# Exercise requirements
Reproduce every one of the entries below verbatim, line for line.

# Records for the task
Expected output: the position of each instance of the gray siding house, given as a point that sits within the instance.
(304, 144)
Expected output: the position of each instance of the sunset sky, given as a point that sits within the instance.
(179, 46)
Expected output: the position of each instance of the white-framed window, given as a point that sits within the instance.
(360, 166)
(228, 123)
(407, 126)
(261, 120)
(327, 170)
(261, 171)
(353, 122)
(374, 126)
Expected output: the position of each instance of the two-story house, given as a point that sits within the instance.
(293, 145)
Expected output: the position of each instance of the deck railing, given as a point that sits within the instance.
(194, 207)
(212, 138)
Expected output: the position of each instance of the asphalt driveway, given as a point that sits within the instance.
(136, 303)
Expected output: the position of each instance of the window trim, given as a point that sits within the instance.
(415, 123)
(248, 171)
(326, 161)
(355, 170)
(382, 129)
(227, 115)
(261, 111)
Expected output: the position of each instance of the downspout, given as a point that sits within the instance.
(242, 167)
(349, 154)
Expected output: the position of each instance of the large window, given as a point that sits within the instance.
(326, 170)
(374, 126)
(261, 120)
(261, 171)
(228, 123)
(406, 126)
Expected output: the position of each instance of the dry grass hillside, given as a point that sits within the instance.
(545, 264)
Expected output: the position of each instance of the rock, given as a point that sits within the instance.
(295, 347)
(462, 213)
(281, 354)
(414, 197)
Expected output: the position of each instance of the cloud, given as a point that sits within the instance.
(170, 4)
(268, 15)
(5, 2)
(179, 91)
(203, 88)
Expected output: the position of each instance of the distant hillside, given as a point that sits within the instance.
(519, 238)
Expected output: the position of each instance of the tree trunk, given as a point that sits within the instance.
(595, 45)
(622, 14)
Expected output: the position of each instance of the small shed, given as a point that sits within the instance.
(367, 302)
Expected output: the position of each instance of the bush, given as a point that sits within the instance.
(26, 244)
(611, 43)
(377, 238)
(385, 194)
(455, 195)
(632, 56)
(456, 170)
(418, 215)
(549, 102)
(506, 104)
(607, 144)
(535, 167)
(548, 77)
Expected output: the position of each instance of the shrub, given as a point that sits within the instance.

# Problem solution
Expected output: the position of each instance of the gray siding house, given as a point that sits within the instance.
(304, 144)
Expected output: the position of each instance of the sunset sky, given as a point that sits within the instance.
(179, 46)
Expected output: the position of each instance of the white-framed window, given as a point that sits within the instance.
(360, 166)
(228, 123)
(407, 126)
(261, 120)
(327, 170)
(261, 171)
(353, 122)
(374, 126)
Expected output: the position of each instance of the two-story house, given as a point that sits within the instance.
(293, 145)
Expected output: the position of each instance of the deck railing, given as a point that sits within the instance.
(194, 207)
(212, 138)
Expected output: the position of each instance of the asphalt driveway, given as a point that sits within the instance.
(136, 303)
Expected output: the position of each instance of the window trim, given as a point that sits within the instance.
(415, 123)
(248, 171)
(326, 161)
(355, 170)
(382, 129)
(227, 115)
(261, 111)
Expected output: the position of each instance of the downspout, given as a point that sits within the instance.
(242, 167)
(349, 154)
Expected output: the position of each instance of the large window, given as a point that sits within the instance.
(326, 170)
(374, 126)
(261, 120)
(261, 171)
(228, 123)
(406, 126)
Expected output: the position of each instance of the dry grass hillside, given as a point that sits within the instance.
(545, 264)
Expected output: the position of each instance of the rock, given as a point that sits within the instance.
(295, 347)
(462, 213)
(281, 354)
(414, 197)
Expected output: the position of each instance of the cloud, given as a point that sits within the instance.
(170, 4)
(268, 15)
(5, 2)
(179, 91)
(203, 88)
Expected output: the position of each instance of the distant hillside, given as a point that sits within the instance.
(519, 238)
Expected output: the position of each instance of the tree trunk, given as a point that sits within the instance.
(595, 45)
(622, 14)
Expected output: the position of each instance of the small shed, given as a point that sits within the instance.
(367, 302)
Expected output: the position of each instance of the bush, given as a point that sits within the instance.
(26, 244)
(611, 43)
(377, 238)
(385, 194)
(455, 195)
(632, 56)
(456, 170)
(418, 215)
(549, 102)
(506, 104)
(607, 144)
(535, 167)
(548, 77)
Expected output: the position of each instance of the shrub, given as a point that sits within the instance.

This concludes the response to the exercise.